Work to do -
Return the full material exactly.

Input data -
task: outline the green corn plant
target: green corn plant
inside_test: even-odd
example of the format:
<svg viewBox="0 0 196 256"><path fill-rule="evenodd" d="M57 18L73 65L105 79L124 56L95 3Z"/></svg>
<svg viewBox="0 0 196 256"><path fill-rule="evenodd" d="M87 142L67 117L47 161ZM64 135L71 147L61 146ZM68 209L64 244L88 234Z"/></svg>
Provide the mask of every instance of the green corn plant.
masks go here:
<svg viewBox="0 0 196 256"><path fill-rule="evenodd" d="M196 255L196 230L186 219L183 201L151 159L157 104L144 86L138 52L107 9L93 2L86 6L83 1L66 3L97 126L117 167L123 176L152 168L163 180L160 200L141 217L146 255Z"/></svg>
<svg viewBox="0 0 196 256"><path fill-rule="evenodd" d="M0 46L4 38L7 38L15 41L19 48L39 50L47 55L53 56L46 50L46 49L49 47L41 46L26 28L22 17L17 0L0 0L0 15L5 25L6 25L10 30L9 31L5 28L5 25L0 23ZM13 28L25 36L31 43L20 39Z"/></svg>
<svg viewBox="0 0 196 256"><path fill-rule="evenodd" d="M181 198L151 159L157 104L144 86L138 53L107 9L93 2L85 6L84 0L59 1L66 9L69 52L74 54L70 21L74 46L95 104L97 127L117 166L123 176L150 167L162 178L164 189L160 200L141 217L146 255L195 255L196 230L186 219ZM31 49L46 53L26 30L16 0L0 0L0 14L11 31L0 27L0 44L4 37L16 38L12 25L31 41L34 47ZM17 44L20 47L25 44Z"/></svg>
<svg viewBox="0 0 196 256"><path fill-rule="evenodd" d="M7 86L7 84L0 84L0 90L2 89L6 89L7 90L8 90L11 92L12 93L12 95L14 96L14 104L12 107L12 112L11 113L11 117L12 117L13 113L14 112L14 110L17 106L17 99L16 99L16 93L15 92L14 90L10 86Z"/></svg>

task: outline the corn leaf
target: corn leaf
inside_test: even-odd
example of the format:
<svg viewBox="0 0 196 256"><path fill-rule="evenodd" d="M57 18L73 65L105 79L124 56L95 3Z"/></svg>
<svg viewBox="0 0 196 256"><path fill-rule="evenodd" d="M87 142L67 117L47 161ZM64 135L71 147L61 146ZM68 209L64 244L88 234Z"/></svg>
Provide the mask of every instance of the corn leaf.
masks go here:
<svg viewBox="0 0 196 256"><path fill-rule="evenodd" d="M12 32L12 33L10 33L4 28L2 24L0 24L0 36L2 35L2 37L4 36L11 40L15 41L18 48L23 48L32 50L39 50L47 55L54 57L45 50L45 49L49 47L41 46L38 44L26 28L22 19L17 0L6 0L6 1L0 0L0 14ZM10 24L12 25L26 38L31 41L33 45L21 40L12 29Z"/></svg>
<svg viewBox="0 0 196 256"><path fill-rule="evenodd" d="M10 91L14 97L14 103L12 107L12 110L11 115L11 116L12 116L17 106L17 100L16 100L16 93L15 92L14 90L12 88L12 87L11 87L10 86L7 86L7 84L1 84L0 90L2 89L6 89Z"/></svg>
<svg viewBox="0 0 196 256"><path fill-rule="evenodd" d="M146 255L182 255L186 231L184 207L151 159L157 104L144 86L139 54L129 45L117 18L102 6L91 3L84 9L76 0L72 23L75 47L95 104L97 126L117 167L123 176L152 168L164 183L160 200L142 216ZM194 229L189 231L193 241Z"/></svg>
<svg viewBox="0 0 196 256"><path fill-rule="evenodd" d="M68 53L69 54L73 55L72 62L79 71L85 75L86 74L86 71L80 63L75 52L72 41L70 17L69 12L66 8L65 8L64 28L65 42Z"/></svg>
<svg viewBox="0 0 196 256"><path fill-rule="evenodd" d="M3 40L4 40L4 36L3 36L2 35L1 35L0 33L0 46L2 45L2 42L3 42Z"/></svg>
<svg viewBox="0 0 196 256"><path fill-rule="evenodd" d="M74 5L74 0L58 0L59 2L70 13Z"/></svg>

Reply -
task: outline the green corn plant
target: green corn plant
inside_test: even-odd
example of the format:
<svg viewBox="0 0 196 256"><path fill-rule="evenodd" d="M57 18L73 65L105 79L124 56L95 3Z"/></svg>
<svg viewBox="0 0 196 256"><path fill-rule="evenodd" d="M87 142L67 117L47 161ZM64 135L71 147L61 146ZM68 209L64 244L88 234Z"/></svg>
Provide the mask of every instance of the green corn plant.
masks go here:
<svg viewBox="0 0 196 256"><path fill-rule="evenodd" d="M196 255L196 230L186 219L183 201L151 159L157 104L144 86L138 52L107 9L93 2L86 6L83 1L66 3L97 126L117 167L123 176L152 168L163 180L160 200L141 217L146 255Z"/></svg>
<svg viewBox="0 0 196 256"><path fill-rule="evenodd" d="M0 46L4 38L7 38L15 41L19 48L39 50L47 55L53 56L46 50L46 49L49 47L41 46L26 28L22 17L17 0L0 0L0 15L5 25L6 25L10 30L9 31L5 28L5 25L0 23ZM13 28L25 36L31 43L20 39Z"/></svg>
<svg viewBox="0 0 196 256"><path fill-rule="evenodd" d="M181 198L151 159L157 104L144 86L138 53L107 9L93 2L85 6L84 0L59 1L66 9L69 52L74 54L70 21L74 46L95 104L97 127L117 166L123 176L150 167L162 178L164 189L160 200L141 217L146 255L195 255L196 230L186 219ZM31 49L46 53L26 30L16 0L0 0L0 14L11 31L0 27L0 44L4 37L16 38L12 25L31 41L34 47ZM17 44L20 47L25 44Z"/></svg>
<svg viewBox="0 0 196 256"><path fill-rule="evenodd" d="M7 86L7 84L0 84L0 90L2 89L6 89L7 90L8 90L11 92L12 93L12 95L14 96L14 104L12 107L12 112L11 113L11 117L12 117L13 113L14 112L14 110L17 106L17 99L16 99L16 93L15 92L14 90L10 86Z"/></svg>

task: outline the corn leaf
target: corn leaf
inside_test: even-odd
example of the format:
<svg viewBox="0 0 196 256"><path fill-rule="evenodd" d="M57 18L73 65L105 79L124 56L95 3Z"/></svg>
<svg viewBox="0 0 196 256"><path fill-rule="evenodd" d="M87 142L67 117L47 161ZM64 135L71 147L61 146ZM68 209L64 244L88 234Z"/></svg>
Provide the mask of every instance of the corn leaf.
masks go here:
<svg viewBox="0 0 196 256"><path fill-rule="evenodd" d="M12 32L12 33L10 33L4 28L2 24L0 24L0 36L2 35L2 37L4 36L11 40L15 41L18 48L23 48L32 50L39 50L47 55L54 57L45 50L45 49L49 47L41 46L38 44L26 28L22 19L17 0L6 0L6 1L0 0L0 14ZM10 24L12 25L26 38L31 41L33 45L21 40L12 29Z"/></svg>
<svg viewBox="0 0 196 256"><path fill-rule="evenodd" d="M10 91L14 97L14 103L12 107L12 110L11 115L11 116L12 116L17 106L17 100L16 100L16 93L15 92L14 90L12 88L12 87L11 87L10 86L7 86L7 84L1 84L0 90L2 89L6 89Z"/></svg>
<svg viewBox="0 0 196 256"><path fill-rule="evenodd" d="M146 255L182 255L186 231L184 207L151 159L157 104L144 86L139 54L129 45L117 18L102 6L91 3L84 9L76 0L72 23L75 47L95 104L97 126L117 167L123 176L152 168L164 183L160 200L142 216ZM194 229L189 231L193 241Z"/></svg>
<svg viewBox="0 0 196 256"><path fill-rule="evenodd" d="M68 53L69 54L73 55L72 62L79 71L85 75L86 74L86 71L80 63L75 52L72 41L70 17L69 12L66 8L65 8L64 28L65 42Z"/></svg>
<svg viewBox="0 0 196 256"><path fill-rule="evenodd" d="M3 40L4 40L4 36L3 36L2 35L1 35L0 33L0 46L2 45L2 42L3 42Z"/></svg>
<svg viewBox="0 0 196 256"><path fill-rule="evenodd" d="M74 5L74 0L58 0L59 2L70 13Z"/></svg>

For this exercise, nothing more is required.